WHAT NEEDS TO BE DONE: In the data, find the word "white" and copy out every line that has it.

○ ○ ○ ○

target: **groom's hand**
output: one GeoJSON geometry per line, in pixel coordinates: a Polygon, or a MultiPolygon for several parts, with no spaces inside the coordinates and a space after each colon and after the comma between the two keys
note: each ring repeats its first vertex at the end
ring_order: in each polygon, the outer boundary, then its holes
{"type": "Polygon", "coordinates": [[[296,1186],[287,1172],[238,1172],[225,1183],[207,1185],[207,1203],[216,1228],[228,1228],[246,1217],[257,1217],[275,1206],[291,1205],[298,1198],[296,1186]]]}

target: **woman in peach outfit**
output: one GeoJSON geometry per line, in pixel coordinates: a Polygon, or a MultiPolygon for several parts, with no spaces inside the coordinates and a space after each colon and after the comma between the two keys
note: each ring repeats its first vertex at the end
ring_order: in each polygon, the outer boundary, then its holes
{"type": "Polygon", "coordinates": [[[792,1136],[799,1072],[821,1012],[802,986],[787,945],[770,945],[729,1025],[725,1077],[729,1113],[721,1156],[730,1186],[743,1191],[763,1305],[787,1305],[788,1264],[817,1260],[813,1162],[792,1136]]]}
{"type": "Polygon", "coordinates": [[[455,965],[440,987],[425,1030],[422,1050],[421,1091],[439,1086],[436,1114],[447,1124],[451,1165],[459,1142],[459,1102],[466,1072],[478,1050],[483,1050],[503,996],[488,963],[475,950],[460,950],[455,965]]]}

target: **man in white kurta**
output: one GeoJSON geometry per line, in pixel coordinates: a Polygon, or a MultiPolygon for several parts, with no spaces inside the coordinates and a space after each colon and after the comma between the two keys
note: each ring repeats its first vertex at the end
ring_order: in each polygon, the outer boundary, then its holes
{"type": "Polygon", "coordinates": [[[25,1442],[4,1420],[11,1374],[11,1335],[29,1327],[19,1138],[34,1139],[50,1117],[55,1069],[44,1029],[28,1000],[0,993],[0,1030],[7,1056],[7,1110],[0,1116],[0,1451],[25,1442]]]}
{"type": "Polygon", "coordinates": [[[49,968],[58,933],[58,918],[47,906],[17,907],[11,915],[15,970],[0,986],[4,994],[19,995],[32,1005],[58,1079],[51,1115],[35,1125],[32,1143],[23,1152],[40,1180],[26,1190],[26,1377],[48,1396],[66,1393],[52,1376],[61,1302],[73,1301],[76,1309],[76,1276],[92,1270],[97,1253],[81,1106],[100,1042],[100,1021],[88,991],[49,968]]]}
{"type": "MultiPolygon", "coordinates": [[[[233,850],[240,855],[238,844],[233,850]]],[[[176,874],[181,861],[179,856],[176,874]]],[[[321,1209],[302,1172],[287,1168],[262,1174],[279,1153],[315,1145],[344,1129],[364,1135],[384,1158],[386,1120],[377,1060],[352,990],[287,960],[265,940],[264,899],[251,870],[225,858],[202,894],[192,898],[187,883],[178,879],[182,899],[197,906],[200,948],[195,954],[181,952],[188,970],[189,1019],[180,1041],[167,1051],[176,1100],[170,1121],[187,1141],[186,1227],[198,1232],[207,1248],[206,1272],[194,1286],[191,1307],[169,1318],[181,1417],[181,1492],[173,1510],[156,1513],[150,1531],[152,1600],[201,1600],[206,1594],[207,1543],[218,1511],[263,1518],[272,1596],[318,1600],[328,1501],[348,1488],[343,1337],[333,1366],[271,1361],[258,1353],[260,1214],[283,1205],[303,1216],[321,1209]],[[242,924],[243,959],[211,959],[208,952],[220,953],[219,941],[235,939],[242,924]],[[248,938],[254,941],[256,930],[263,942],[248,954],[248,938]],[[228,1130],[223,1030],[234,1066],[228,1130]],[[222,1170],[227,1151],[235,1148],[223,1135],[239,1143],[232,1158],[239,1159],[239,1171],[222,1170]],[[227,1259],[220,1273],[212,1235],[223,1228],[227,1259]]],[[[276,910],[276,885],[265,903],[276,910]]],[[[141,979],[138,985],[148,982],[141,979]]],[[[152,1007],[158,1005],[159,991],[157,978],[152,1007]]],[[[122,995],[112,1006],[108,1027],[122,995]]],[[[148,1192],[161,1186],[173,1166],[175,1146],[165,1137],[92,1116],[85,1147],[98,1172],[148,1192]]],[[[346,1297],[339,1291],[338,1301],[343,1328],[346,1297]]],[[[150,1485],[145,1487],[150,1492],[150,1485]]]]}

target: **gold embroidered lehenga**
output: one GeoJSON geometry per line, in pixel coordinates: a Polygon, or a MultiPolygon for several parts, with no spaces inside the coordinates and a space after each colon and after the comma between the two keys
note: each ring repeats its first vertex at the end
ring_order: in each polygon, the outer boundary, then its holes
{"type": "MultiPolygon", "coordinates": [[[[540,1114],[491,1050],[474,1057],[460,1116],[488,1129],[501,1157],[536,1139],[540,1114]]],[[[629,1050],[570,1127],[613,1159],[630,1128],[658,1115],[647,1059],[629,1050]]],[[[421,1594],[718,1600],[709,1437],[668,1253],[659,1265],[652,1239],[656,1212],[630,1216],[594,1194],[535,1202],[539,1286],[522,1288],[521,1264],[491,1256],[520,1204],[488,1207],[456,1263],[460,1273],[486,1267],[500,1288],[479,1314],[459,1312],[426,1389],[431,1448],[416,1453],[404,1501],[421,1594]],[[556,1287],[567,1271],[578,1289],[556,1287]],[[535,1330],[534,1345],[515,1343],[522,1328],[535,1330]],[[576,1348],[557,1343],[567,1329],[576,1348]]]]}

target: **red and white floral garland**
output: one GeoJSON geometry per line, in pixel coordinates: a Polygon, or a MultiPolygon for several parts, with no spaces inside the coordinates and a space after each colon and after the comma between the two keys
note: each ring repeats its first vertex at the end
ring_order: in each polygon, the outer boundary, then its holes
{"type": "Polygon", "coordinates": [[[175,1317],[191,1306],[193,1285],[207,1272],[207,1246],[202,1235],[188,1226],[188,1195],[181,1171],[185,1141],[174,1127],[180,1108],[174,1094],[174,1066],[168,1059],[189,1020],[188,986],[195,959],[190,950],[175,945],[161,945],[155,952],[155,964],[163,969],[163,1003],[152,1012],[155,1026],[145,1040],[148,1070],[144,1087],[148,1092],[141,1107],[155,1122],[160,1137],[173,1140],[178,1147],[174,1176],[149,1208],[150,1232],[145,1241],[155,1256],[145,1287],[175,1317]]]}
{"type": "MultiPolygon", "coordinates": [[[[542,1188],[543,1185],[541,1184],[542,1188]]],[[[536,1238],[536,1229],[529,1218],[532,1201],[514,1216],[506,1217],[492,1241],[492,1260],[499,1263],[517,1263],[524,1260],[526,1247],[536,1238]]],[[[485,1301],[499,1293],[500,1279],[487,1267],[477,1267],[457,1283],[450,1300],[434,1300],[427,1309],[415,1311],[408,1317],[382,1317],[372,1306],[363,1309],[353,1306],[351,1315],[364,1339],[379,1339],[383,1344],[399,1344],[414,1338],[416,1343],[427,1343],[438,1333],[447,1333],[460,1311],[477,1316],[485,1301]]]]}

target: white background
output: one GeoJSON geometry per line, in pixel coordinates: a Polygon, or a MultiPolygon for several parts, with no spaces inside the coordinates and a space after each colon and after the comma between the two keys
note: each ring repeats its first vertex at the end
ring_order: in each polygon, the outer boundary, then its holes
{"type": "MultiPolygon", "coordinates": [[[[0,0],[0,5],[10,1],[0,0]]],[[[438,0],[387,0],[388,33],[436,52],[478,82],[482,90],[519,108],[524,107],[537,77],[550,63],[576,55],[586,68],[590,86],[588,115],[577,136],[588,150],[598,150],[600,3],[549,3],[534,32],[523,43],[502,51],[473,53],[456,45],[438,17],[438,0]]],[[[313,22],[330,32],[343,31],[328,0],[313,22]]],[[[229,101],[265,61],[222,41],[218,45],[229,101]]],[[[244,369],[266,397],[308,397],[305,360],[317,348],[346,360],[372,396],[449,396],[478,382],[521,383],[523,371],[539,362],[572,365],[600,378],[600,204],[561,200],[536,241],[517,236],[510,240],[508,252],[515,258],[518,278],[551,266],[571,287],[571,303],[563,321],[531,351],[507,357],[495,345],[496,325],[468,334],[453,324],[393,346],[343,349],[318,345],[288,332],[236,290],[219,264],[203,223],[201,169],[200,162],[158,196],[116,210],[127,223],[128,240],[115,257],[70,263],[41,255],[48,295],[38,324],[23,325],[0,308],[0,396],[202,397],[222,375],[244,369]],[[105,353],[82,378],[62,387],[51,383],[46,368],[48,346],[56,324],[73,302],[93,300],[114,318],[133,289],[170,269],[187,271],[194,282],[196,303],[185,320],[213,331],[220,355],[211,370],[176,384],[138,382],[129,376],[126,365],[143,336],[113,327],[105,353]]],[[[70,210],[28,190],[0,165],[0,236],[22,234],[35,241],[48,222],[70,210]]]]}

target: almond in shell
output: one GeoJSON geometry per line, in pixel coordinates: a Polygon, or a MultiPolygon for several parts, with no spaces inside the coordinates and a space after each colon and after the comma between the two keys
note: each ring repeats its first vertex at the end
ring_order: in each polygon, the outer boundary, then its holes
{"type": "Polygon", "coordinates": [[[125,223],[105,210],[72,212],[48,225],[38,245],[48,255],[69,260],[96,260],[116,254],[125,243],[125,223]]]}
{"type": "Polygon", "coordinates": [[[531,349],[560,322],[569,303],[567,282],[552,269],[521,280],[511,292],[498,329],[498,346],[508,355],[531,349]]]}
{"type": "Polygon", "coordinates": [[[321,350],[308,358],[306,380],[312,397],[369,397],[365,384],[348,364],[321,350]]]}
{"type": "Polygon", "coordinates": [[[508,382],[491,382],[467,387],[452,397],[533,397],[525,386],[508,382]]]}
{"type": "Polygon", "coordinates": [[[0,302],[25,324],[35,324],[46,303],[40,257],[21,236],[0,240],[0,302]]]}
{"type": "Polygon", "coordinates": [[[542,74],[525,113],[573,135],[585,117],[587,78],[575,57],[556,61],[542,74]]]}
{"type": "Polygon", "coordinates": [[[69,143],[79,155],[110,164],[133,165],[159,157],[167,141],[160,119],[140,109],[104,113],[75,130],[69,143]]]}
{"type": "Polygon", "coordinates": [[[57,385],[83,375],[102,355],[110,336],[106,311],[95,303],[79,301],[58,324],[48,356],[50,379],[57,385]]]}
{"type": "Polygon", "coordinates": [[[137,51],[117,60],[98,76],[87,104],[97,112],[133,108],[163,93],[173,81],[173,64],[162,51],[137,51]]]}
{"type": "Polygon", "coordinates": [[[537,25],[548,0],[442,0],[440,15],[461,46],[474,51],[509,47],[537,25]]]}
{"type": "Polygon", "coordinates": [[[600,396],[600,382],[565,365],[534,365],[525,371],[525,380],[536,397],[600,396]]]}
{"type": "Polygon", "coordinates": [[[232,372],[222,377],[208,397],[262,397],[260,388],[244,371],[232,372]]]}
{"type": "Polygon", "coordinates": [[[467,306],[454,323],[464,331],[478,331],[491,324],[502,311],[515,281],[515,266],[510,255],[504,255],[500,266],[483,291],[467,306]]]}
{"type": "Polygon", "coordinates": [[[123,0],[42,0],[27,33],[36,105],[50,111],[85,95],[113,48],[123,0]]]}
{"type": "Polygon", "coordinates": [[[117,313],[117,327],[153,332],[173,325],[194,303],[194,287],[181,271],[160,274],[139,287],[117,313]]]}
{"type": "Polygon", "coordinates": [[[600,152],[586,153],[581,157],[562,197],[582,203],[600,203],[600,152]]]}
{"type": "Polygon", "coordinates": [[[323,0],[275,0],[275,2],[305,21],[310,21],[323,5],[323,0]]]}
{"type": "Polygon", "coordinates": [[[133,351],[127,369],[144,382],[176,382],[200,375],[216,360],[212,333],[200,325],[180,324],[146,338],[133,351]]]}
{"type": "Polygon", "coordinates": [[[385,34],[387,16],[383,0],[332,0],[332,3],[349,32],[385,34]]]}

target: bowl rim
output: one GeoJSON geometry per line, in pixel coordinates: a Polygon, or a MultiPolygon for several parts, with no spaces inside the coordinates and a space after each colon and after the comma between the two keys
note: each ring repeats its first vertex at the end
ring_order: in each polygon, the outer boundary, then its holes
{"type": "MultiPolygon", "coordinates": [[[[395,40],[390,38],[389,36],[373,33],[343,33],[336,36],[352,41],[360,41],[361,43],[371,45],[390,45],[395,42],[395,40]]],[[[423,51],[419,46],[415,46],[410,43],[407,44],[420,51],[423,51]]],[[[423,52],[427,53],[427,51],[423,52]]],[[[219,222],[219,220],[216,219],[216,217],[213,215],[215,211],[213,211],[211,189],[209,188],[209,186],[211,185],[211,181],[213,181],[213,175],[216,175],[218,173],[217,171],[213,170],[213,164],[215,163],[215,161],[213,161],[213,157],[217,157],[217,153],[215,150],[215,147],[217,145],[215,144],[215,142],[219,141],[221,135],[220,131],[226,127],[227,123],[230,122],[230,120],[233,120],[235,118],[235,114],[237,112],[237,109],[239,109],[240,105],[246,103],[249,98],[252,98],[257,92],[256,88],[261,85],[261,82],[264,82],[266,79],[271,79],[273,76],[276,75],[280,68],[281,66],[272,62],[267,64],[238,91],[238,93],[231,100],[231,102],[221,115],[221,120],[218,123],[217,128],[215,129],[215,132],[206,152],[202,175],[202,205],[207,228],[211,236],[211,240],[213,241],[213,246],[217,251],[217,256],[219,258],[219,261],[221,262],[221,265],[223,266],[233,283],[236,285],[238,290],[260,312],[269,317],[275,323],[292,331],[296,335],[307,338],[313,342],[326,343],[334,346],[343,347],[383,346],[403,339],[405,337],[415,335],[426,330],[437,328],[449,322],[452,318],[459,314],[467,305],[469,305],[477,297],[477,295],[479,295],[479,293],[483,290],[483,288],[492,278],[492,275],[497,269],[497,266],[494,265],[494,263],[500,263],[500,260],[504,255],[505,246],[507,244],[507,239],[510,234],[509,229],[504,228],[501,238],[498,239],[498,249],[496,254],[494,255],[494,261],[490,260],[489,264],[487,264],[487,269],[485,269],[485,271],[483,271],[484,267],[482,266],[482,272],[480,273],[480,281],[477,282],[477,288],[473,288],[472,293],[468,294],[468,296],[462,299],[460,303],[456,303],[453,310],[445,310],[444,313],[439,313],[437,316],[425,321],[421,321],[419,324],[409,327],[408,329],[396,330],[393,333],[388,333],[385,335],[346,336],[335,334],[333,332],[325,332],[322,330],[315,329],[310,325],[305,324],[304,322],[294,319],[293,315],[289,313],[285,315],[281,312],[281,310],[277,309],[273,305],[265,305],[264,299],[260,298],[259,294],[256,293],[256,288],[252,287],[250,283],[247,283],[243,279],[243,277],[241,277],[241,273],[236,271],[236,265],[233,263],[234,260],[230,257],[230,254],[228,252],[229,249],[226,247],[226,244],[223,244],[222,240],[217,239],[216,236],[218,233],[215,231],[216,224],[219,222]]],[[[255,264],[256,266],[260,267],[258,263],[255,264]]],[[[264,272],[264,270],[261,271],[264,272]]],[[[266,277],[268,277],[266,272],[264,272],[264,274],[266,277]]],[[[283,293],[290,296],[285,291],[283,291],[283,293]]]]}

○ ○ ○ ○

EXERCISE RESPONSE:
target: **man in white kurta**
target: **red and white floral garland**
target: white background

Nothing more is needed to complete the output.